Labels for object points
◇ ◇ ◇

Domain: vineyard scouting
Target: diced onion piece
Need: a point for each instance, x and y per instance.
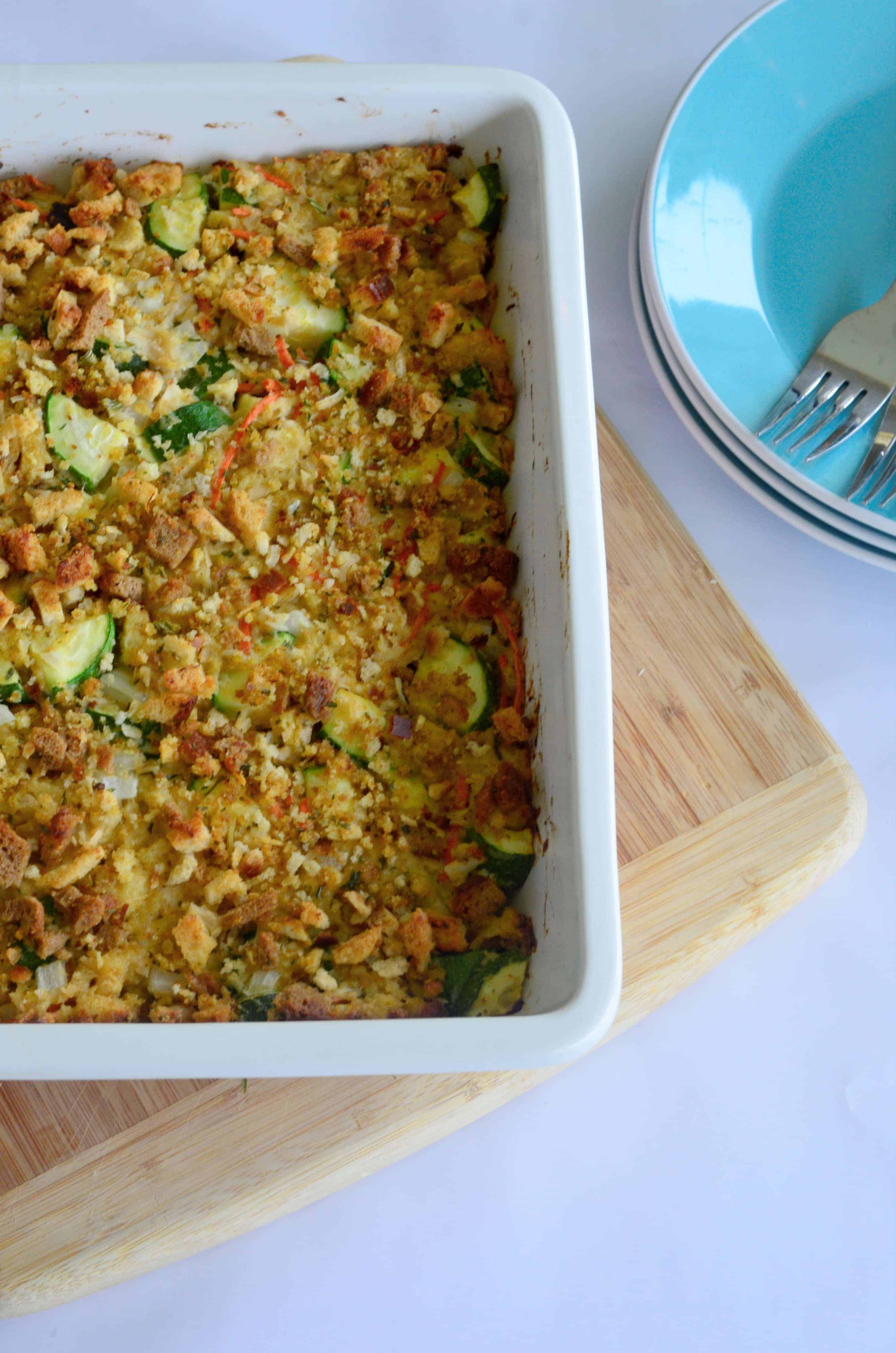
(263, 983)
(119, 688)
(52, 976)
(162, 983)
(125, 762)
(294, 622)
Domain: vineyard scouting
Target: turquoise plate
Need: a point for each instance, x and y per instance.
(771, 211)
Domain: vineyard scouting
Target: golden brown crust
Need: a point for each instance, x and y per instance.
(180, 834)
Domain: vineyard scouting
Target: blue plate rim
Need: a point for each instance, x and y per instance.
(723, 458)
(868, 517)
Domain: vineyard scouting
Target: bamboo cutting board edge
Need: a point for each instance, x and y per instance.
(753, 830)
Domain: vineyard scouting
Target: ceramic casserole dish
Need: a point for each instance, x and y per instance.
(198, 114)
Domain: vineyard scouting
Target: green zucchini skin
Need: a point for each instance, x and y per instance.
(455, 657)
(174, 432)
(353, 726)
(175, 224)
(206, 373)
(477, 458)
(75, 653)
(482, 198)
(481, 981)
(508, 868)
(87, 445)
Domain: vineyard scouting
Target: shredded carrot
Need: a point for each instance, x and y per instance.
(507, 628)
(272, 582)
(283, 354)
(272, 178)
(503, 670)
(423, 616)
(454, 837)
(274, 392)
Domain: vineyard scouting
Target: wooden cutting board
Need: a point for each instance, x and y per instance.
(733, 804)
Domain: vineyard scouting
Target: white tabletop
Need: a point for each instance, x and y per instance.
(722, 1176)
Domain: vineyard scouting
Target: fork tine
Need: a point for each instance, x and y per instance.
(861, 410)
(806, 385)
(887, 470)
(841, 408)
(872, 462)
(821, 406)
(890, 497)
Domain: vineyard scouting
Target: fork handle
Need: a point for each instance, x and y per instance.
(867, 340)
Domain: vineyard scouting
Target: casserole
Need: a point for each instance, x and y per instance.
(572, 892)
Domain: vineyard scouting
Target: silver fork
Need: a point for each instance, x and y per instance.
(844, 385)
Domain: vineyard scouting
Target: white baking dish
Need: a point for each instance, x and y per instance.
(52, 116)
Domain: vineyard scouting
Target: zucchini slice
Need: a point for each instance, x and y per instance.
(478, 459)
(244, 689)
(455, 688)
(9, 360)
(73, 653)
(409, 796)
(481, 198)
(302, 321)
(176, 222)
(509, 856)
(350, 368)
(222, 191)
(472, 378)
(482, 983)
(124, 356)
(421, 467)
(88, 445)
(355, 726)
(255, 1008)
(240, 692)
(329, 793)
(206, 373)
(175, 432)
(11, 685)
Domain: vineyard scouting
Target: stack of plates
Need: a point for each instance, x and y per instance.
(769, 211)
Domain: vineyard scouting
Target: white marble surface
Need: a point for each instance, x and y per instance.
(721, 1178)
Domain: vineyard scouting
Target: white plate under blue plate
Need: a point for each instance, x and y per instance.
(781, 488)
(735, 467)
(771, 211)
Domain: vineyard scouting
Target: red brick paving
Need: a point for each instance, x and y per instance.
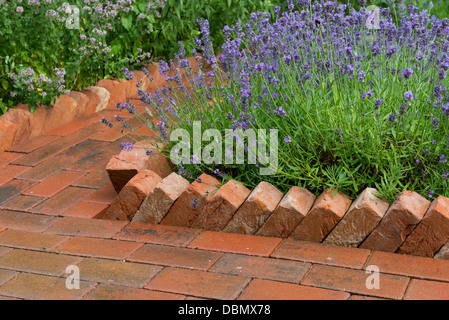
(52, 186)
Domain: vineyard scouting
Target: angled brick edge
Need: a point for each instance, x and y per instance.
(413, 224)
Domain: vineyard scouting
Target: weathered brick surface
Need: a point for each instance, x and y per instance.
(221, 206)
(130, 198)
(361, 219)
(399, 221)
(182, 213)
(256, 209)
(323, 217)
(431, 233)
(293, 207)
(159, 201)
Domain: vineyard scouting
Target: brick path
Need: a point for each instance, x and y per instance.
(51, 188)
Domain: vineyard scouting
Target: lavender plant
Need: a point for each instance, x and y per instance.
(355, 106)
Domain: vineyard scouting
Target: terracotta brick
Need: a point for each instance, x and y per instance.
(94, 179)
(9, 172)
(12, 188)
(182, 213)
(46, 168)
(25, 221)
(105, 194)
(30, 240)
(21, 120)
(198, 283)
(399, 221)
(93, 100)
(103, 95)
(111, 292)
(22, 202)
(355, 281)
(86, 227)
(293, 207)
(235, 243)
(272, 290)
(411, 266)
(431, 233)
(37, 262)
(88, 210)
(175, 257)
(221, 206)
(361, 219)
(260, 267)
(7, 157)
(256, 209)
(99, 248)
(32, 144)
(443, 253)
(427, 290)
(327, 211)
(131, 196)
(117, 272)
(323, 254)
(159, 201)
(54, 184)
(7, 134)
(158, 234)
(59, 202)
(39, 287)
(123, 167)
(6, 275)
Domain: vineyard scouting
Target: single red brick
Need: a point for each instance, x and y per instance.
(46, 168)
(25, 221)
(198, 283)
(99, 248)
(399, 221)
(86, 227)
(39, 287)
(37, 262)
(272, 290)
(30, 240)
(182, 212)
(12, 188)
(427, 290)
(412, 266)
(117, 272)
(158, 234)
(356, 281)
(131, 196)
(83, 209)
(105, 194)
(94, 179)
(443, 253)
(327, 211)
(431, 233)
(361, 219)
(110, 292)
(293, 207)
(59, 202)
(235, 243)
(67, 128)
(221, 206)
(256, 209)
(320, 253)
(22, 202)
(175, 257)
(32, 144)
(159, 201)
(54, 184)
(260, 267)
(10, 172)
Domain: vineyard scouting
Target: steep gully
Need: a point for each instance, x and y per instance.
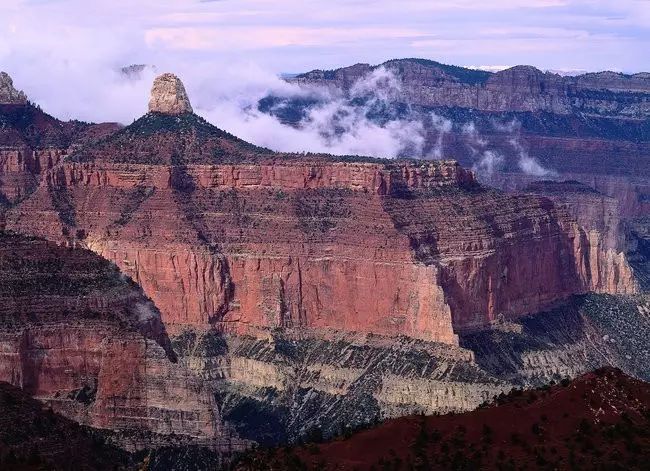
(293, 289)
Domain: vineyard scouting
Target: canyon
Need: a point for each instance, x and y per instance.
(592, 128)
(217, 294)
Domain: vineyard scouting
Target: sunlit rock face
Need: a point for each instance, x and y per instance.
(168, 96)
(9, 94)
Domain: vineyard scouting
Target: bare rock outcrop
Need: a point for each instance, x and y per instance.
(9, 94)
(168, 96)
(79, 336)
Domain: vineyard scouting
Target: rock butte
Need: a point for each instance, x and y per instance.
(8, 94)
(168, 96)
(222, 234)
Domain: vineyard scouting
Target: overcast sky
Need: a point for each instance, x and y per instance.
(50, 41)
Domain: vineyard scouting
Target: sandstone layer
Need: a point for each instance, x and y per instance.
(168, 96)
(32, 142)
(9, 94)
(520, 88)
(79, 336)
(410, 248)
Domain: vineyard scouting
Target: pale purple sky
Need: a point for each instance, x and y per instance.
(61, 51)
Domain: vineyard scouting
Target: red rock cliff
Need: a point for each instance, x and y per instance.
(383, 247)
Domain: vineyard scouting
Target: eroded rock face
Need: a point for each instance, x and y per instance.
(9, 94)
(520, 88)
(76, 334)
(389, 248)
(168, 96)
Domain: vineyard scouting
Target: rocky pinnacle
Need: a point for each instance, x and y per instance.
(168, 96)
(8, 94)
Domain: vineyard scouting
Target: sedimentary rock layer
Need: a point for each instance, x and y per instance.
(392, 248)
(80, 336)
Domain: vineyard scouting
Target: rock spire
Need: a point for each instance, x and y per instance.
(168, 96)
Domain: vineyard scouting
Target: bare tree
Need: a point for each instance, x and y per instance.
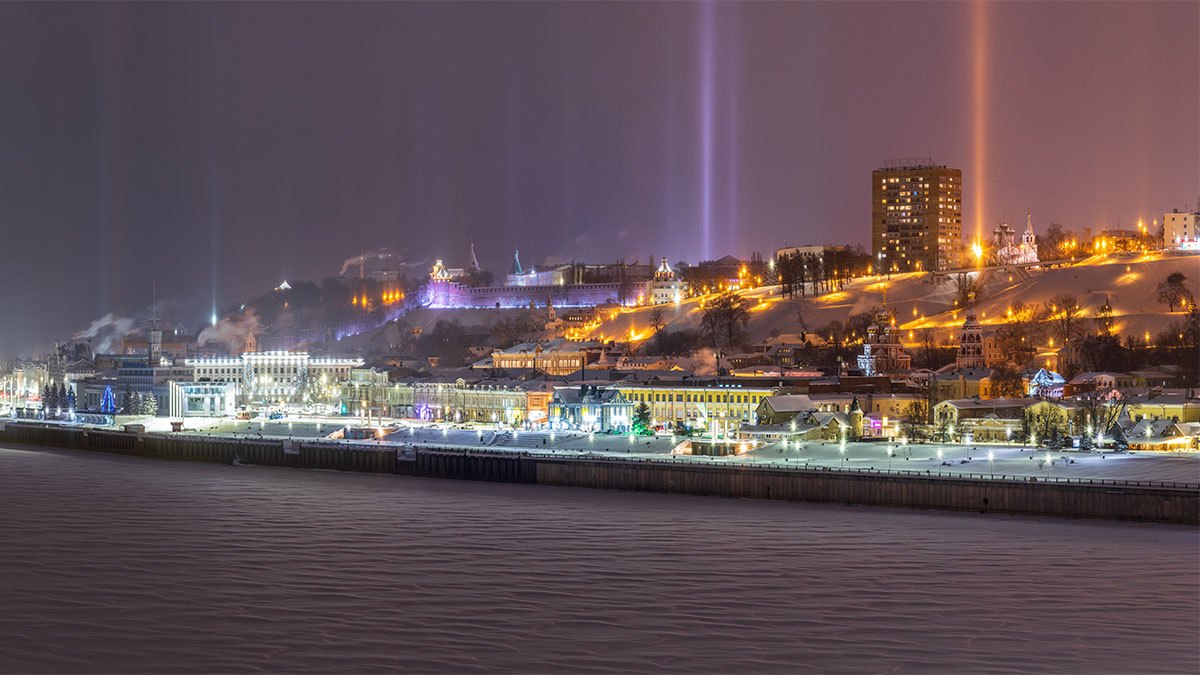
(928, 340)
(725, 318)
(1099, 410)
(964, 288)
(1065, 316)
(658, 322)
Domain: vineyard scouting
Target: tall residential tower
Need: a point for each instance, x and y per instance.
(916, 215)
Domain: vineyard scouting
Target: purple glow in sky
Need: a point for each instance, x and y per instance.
(220, 148)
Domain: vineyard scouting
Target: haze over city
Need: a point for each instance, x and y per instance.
(217, 149)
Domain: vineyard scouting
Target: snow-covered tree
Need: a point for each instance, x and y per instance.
(1119, 438)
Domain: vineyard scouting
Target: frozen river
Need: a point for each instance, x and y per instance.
(119, 565)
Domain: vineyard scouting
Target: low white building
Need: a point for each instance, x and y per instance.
(203, 399)
(277, 377)
(1180, 231)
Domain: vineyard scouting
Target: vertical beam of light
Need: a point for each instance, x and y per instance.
(215, 157)
(979, 39)
(707, 30)
(731, 240)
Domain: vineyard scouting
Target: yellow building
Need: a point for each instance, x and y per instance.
(706, 407)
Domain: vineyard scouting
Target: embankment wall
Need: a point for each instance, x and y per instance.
(1074, 500)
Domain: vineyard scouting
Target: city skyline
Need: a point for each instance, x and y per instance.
(220, 149)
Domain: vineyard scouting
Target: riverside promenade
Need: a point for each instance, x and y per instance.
(1117, 500)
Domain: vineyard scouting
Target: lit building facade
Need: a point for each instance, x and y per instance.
(882, 351)
(202, 399)
(1181, 231)
(591, 408)
(708, 407)
(1007, 250)
(557, 357)
(916, 216)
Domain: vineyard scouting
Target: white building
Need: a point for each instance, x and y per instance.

◇ ◇ ◇

**Problem statement**
Pick out every line in the material above that contains the word "cutting", and list those lines in their original order.

**Result**
Target: bamboo cutting board edge
Target: wooden cutting board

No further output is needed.